(Actions to take)
• a. Answer these questions using the Modern-Day Buddha text:
(i) What kind of facility did the Modern-Day Buddha manage?
(ii) For how long had the trainer's issue been on his mind?
(iii) What is the client's profession?
• b. Rewrite the Modern-Day Buddha text from "There was once" to "the MDB asked.", changing "cafeteria" to "lounge".

(Document)
The Modern-Day Buddha—TECHNIQUE 2: Have the Conversation

(Click here to read the Technique 1)

“…where we find tension in our lives dwells a conversation that is begging to be had.”

There was once a Modern-Day Buddha who managed a corporate health club. On one particular morning, after finishing her workout, she was sitting in the cafeteria eating her breakfast when one of the club trainers approached and asked if he could talk to her about a problem he was having with one of his clients. She warmly agreed.

“I’m not sure what to do,” the young trainer said, discouraged. “You see, I’ve got this issue with one of my clients that is really conflicting me.”

“How so?” the MDB asked.

“Well, she has asked me to help her regain the balance and flexibility that she has lost due to years of competitive sports injuries, some of which were major traumas. And, to be honest with you, I don’t feel like I’m even qualified to work with her because of those past injuries!”

“I see; and did you speak with your client about that?”

“No, but that’s not even the half of it. The thing is, when we get together for training sessions, I prescribe the gentle types of exercises that are meant specifically to help her regain the function she wants; but, when she’s exercising on her own she beats herself up with her old regimen, and I feel like it reverses any progress we make, or stalemates it at best!”

“Sure. And did you mention that to her?”

“No, and here’s the topper, she is also a doctor who just happens to be more credentialed and experienced in exercise science than I am; which, to be honest with you, is really intimidating. I mean, sometimes I wonder why she even wants to train with me!”

“Of course,” said the MDB, now with a quarter smile on her face, “and have you ever brought that up, even if only in jest?”

“No, I’m worried that if I question her, I’ll be insulting her, or worse, I’ll humiliate myself.”

“And how long has this been on your mind?”

“Weeks!” the young trainer shot out reflexively. “Weeks,” he sighed.

“And how has it affected your relationship with your client?” the MDB inquired.

“Honestly, I’m beginning to resent her, and the crazy thing is she’s done nothing wrong! She doesn’t even know how I feel!”

“Do you suppose the stress you’ve gone through as a result of keeping this all to yourself is more painful than simply having a sincerely honest conversation with your client—this person that has committed and entrusted a certain degree of her health and wellbeing to you?”

(Supplied information)
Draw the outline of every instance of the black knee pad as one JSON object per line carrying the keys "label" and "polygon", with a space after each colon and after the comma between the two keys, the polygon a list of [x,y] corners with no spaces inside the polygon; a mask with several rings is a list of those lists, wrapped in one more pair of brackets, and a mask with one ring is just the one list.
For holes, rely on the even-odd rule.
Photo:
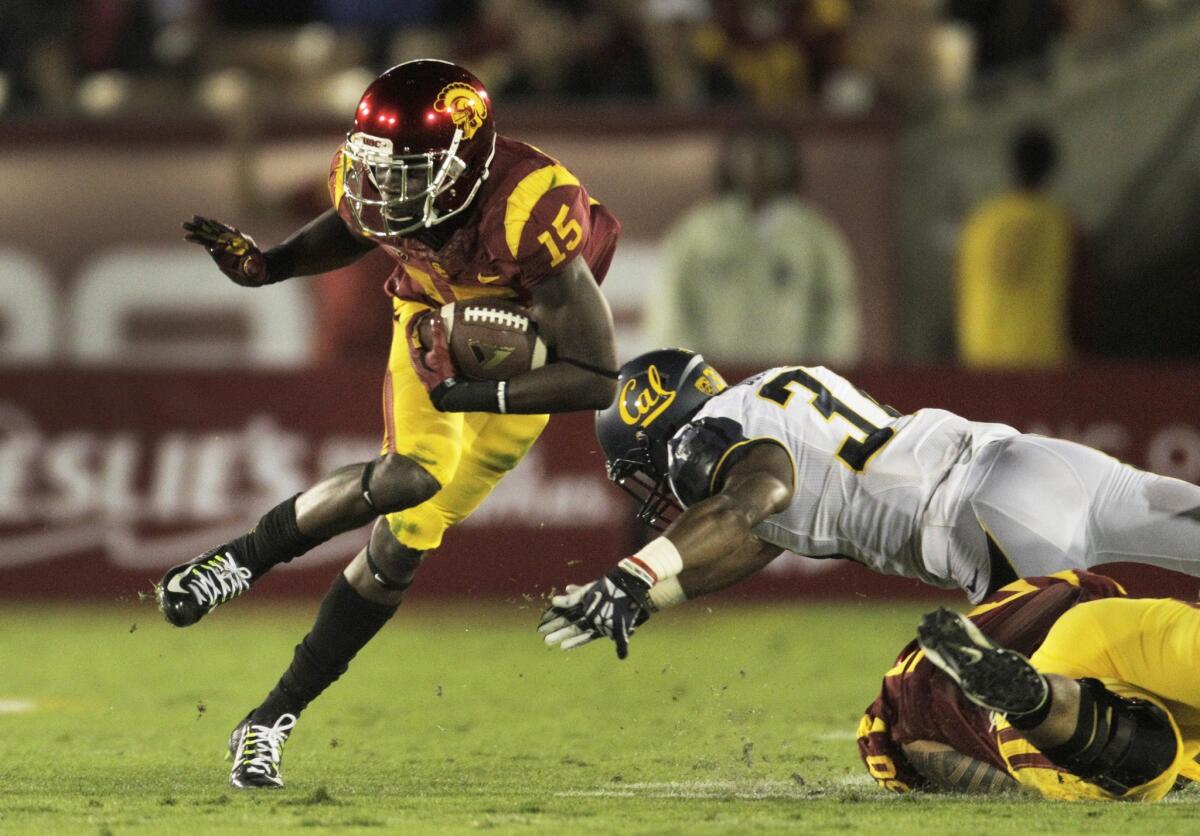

(Solutions)
• a.
(i) A corporate health club.
(ii) Weeks.
(iii) She is a doctor.

• b.
There was once a Modern-Day Buddha who managed a corporate health club. On one particular morning, after finishing her workout, she was sitting in the lounge eating her breakfast when one of the club trainers approached and asked if he could talk to her about a problem he was having with one of his clients. She warmly agreed.

“I’m not sure what to do,” the young trainer said, discouraged. “You see, I’ve got this issue with one of my clients that is really conflicting me.”

“How so?” the MDB asked.